TASKS TO CARRY OUT>
1. Condense the paragraph of the Zora and Me feature that begins "In this edition of Kids' Maximum Shelf" into a short bulleted list, keeping its main facts.
2. Extend the Zora and Me interview past its final answer in the same question-and-answer format.

GIVEN PASSAGE>
+ + + + +
Wednesday, Oct 6, 2010: Kids' Maximum Shelf: Zora and Me

Candlewick: Zora and Me by Victoria Bond and T. R. Simon

Candlewick: Zora and Me by Victoria Bond and T. R. Simon

Candlewick: Zora and Me by Victoria Bond and T. R. Simon

Candlewick: Zora and Me by Victoria Bond and T. R. Simon

Editors' Note

Maximum Shelf: Zora and Me

In this edition of Kids' Maximum Shelf--the monthly Shelf Awareness feature that focuses on an upcoming title that we love and believe will be a great handselling opportunity for booksellers everywhere--we present Zora and Me, a debut novel by Victoria Bond and T.R. Simon, which goes on sale on October 12. The review and interviews are by Jennifer M. Brown. Candlewick Press has helped support the issue.


Candlewick: Zora and Me by Victoria Bond and T. R. Simon

Books & Authors

Victoria Bond and T.R. Simon: At Home Where You Are

Victoria Bond and T.R. (Tanya) Simon, who met 10 years ago in publishing, come across much as narrator Carrie Brown and young Zora Neale Hurston do in the authors' debut novel--best friends who complement each other. Watching their easy, teasing rapport, we had the feeling that their own friendship might serve as the model for the one at the core of Zora and Me.


What aspects of Zora Neale Hurston's childhood give structure to your novel?

T.R. Simon: The Loving Pine was the real pine from her childhood. Her siblings are her real siblings. The sorts of things she does are the things that she did. We changed it, but we always took the spirit from Zora herself.
+ + + + +
LISTED RECORDS>

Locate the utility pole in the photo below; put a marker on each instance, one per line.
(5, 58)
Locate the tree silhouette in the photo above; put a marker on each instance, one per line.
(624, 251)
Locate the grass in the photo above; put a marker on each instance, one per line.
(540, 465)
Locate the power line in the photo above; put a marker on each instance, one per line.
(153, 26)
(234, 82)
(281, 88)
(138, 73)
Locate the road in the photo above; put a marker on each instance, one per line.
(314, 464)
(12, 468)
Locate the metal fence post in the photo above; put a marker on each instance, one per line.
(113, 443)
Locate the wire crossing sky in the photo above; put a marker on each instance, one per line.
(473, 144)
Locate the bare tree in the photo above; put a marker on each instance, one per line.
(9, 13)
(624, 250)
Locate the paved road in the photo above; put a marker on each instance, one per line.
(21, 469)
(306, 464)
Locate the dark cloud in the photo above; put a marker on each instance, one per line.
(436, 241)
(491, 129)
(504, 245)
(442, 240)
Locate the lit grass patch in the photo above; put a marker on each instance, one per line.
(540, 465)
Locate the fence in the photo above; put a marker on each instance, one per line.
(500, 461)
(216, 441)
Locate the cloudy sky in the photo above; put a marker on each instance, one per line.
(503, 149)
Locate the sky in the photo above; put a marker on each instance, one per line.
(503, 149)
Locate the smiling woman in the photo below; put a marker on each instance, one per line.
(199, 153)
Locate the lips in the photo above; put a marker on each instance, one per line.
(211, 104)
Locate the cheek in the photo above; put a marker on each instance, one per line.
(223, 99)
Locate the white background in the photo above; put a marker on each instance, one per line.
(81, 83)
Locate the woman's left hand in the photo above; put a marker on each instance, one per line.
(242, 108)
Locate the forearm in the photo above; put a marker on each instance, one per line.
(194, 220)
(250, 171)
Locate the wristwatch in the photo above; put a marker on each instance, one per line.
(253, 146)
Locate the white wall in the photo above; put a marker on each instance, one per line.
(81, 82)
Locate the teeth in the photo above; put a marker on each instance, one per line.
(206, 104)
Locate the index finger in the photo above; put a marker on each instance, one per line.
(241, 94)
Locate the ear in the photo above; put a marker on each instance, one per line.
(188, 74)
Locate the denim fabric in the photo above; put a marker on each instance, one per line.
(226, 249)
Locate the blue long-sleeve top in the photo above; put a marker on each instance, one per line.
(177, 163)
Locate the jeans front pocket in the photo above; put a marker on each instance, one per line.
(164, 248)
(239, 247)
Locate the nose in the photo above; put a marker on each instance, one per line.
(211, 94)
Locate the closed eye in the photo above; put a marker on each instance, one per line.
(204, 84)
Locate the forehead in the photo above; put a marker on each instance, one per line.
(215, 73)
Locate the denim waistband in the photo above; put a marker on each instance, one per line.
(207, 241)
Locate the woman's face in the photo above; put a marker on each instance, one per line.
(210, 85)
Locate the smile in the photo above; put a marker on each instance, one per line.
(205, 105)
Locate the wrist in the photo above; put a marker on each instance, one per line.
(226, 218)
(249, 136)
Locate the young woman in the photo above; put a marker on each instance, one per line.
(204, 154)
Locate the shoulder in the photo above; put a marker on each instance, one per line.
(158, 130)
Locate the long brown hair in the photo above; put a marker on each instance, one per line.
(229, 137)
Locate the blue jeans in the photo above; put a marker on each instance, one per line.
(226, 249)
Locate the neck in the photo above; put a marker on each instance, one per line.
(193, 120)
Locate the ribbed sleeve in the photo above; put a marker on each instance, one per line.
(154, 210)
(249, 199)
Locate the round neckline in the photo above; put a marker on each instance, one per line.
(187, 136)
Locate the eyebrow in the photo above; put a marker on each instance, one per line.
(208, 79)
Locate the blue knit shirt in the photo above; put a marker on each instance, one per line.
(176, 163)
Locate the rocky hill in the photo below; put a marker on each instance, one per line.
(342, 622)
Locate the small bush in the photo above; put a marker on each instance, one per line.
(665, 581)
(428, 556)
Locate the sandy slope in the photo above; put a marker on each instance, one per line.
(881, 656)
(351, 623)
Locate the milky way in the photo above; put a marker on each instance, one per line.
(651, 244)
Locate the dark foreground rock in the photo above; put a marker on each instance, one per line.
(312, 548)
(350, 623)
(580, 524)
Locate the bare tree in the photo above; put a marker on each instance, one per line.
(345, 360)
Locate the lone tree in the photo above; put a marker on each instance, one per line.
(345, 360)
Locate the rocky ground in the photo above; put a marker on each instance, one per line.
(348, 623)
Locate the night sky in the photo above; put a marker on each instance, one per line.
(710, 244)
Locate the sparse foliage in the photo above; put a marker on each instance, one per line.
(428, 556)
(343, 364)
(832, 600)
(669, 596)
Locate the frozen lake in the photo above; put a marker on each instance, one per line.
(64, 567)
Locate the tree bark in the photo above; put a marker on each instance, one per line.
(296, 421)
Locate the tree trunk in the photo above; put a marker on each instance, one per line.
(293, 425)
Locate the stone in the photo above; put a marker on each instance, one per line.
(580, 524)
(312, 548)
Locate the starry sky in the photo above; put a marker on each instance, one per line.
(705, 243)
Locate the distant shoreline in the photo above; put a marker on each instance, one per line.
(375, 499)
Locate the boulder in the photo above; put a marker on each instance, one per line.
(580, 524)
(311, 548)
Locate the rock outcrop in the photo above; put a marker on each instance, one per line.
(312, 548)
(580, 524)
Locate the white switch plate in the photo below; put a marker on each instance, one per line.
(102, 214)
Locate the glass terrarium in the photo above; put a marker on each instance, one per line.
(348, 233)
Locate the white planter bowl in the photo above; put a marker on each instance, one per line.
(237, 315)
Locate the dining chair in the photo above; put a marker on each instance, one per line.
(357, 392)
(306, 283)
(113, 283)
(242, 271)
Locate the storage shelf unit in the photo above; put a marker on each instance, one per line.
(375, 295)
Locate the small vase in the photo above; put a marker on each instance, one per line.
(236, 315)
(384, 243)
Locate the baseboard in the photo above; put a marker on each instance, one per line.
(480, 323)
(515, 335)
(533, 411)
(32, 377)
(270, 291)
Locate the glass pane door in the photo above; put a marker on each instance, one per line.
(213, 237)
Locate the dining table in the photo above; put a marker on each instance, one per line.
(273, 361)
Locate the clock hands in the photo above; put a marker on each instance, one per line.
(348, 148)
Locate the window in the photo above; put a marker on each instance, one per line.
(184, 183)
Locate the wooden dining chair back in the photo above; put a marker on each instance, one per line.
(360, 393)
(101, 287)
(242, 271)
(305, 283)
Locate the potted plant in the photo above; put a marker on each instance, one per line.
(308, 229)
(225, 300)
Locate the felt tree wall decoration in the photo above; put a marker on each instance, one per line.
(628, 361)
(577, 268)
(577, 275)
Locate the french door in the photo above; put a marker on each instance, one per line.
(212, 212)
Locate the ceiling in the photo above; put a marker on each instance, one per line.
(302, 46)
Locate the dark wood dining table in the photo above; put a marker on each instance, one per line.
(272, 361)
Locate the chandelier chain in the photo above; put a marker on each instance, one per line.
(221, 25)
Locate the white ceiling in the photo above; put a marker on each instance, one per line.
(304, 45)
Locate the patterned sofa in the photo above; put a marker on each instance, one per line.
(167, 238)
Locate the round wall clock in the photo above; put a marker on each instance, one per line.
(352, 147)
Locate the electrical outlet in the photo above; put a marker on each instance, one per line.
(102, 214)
+ + + + +
TASK-BY-TASK ANSWERS>
1.
- Kids' Maximum Shelf is a monthly Shelf Awareness feature about an upcoming title the editors love and see as a strong handselling opportunity for booksellers.
- This edition presents Zora and Me, a debut novel by Victoria Bond and T.R. Simon, on sale October 12.
- Jennifer M. Brown wrote the review and conducted the interviews.
- Candlewick Press helped support the issue.

2.
Victoria Bond: I always tried to conform to Zora's vision of herself as a girl. I never wanted to stray from that.

TRS: The limits on Zora were the limits on our character. And again, we were really mindful of who Zora became as an adult.

VB: It's an origin story. These are three prequels to the life of Zora.


The Florida swamplands are so integral to the story, too.

TRS: I was obsessed that they live in this unviolated, natural context that's also home to the razorback pig, providing them with wonder. My father's from the South, so the land was a big thing with him. He grew up a sharecropper, and he always said that one of the saddest things for him in the Great Migration was that along the way we began to lose our connection with the land. Despite the history of slavery, the connection to the land is very meaningful to black life. The rhythms of the natural world, the way animals are born and die, the way the crops are sown and harvested--it was so important to me as a child.


The narrative voice is very polished, while the dialogue celebrates the poetry of spoken language. How did you decide to differentiate between the two?

VB: I think we always want the best of both worlds in a way. You want the loveliness and the flavor of speech as it's spoken. At the same time, the construction of the narrator, especially in considering the two books to come, is really important. The construction allows you to emphasize that this is a loss of innocence story, and to reflect on how people would relate to each other, and especially the way the kids would speak to each other. I think Zora was a master of it in her work, and also in her life, in her ability to speak many languages and dialects. She said something about when she first started collecting folklore for Mules and Men, she spoke like a graduate of Barnard, and that didn't facilitate the way she gathered the folklore. When she went back to the language of her childhood, she was able to gather them more easily. What language, what mode of expression is more real? They're all equally real, they just have different purposes.


How did you come up with the mystery at the center?

VB: That was your [Tanya's] nugget. It's a passing story; it's a mystery. Zora thinks it's the gator, but it's this larger, more complicated race story.

TRS: There was a headless body by the tracks in Zora's autobiography.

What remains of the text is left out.